Text for analysis Start Marker

While protesters dressed in black shouted 'shame' from the corridors of the Texas Capitol Thursday morning, Gov. Rick Perry celebrated a long-deferred victory by putting his signature on one of the country's most restrictive abortion laws.
"Today's signing definitively builds upon our continued commitment to protecting life in the state of Texas," Perry said before signing the bill.
After weeks of women-led protests, an all-day Democrat filibuster, and two rounds of special legislative sessions (ordered by Perry) that kept Texas politicians working into their summer break, the governor signed the anti-abortion measures passed last week by the state Legislature into law Thursday morning.
Perry was joined Thursday morning by Lt. Gov. David Dewhurst and fellow Republican lawmakers, who all praised the new law, arguing that it improved the quality of care for women in the state.
"In signing House Bill 2 today, we celebrate and further cement the foundation on which the culture of life in Texas is built," Perry said.
Speakers at the ceremony also criticized protesters for creating chaos in the last few weeks at the Capitol, calling it "intentional chaos." They joked about how long it took for the legislation to succeed.
The law bans abortions after 20 weeks of pregnancy, requires abortions be performed in ambulatory surgical centers, mandates that doctors performing abortions have admitting privileges at hospitals within 30 miles of the facility, and requires doctors to administer abortion-inducing drugs in person. The law also imposes new building standards for abortion facilities across the state, such as widening hallways and specific requirements for the flooring and outfitting of janitors closets.
Currently, only five of the 42 abortion providers in Texas meet the new requirements. The Huffington Post reported Thursday after the bill's signing that three Planned Parenthood clinics have announced they will close.
Planned Parenthood President Cecile Richards told msnbc's Andrea Mitchell on Tuesday that the bill passed in Texas was part of the Republican's persistent war on women.
“I think it’s a growing theme unfortunately in many states where politicians are putting their own political agenda ahead of women’s health care,” Richards said.
The Texas Legislature was called back into session by Perry after Republicans failed to approve the abortion measures in the last special session, which ended in an all-day filibuster led by State Sen. Wendy Davis.

Text for analysis End Marker
Data to examine Start Marker

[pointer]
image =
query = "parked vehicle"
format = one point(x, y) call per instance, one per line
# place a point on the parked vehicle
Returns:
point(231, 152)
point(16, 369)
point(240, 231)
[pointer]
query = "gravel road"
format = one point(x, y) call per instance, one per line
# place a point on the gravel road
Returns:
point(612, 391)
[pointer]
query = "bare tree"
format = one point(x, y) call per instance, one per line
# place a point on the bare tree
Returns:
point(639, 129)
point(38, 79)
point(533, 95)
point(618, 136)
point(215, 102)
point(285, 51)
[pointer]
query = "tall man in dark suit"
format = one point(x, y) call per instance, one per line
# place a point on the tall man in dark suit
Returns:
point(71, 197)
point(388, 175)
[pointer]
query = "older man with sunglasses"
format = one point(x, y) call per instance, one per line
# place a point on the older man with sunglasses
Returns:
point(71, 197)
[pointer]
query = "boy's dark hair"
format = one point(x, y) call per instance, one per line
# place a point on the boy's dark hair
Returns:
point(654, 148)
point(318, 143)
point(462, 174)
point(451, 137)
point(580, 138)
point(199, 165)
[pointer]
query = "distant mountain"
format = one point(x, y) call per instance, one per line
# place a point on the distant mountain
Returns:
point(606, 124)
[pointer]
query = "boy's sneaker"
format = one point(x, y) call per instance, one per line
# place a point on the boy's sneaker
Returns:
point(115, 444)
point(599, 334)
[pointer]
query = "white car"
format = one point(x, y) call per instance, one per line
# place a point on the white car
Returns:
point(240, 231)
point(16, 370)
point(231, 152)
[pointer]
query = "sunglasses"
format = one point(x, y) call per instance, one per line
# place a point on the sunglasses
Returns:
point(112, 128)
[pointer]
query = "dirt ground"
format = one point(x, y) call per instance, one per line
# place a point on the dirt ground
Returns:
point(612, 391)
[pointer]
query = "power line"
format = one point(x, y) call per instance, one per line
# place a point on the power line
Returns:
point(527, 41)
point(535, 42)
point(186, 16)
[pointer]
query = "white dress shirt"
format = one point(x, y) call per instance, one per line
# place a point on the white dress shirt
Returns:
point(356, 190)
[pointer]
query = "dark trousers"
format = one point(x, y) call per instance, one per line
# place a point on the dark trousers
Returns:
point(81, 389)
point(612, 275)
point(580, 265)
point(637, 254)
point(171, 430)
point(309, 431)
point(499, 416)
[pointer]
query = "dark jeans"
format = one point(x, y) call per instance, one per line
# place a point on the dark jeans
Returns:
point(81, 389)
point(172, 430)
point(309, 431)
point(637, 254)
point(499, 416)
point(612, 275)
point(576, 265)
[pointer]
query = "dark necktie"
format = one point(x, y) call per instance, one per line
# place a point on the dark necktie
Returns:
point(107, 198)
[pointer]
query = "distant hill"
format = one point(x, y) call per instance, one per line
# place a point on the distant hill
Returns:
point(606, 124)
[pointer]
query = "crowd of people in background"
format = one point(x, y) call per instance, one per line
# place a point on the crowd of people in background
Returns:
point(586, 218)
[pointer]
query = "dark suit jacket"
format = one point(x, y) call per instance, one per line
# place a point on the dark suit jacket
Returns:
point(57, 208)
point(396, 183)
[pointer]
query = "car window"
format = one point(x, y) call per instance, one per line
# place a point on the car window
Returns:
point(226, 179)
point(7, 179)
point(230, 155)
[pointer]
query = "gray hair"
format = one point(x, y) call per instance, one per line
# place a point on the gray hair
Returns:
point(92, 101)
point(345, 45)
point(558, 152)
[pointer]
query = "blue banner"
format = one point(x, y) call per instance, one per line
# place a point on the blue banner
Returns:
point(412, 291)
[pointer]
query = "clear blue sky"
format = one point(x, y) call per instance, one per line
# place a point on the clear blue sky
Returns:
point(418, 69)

Data to examine End Marker

Parts of the exercise:
1. Reproduce the passage of the article on the Texas abortion law from "Speakers at the" to "legislation to succeed." word for word.
2. Name every person the article on the Texas abortion law identifies by full name.
The data items are separate material, apart from the article on the Texas abortion law.

Solution set:
1.
Speakers at the ceremony also criticized protesters for creating chaos in the last few weeks at the Capitol, calling it "intentional chaos." They joked about how long it took for the legislation to succeed.

2. Rick Perry, David Dewhurst, Cecile Richards, Andrea Mitchell, Wendy Davis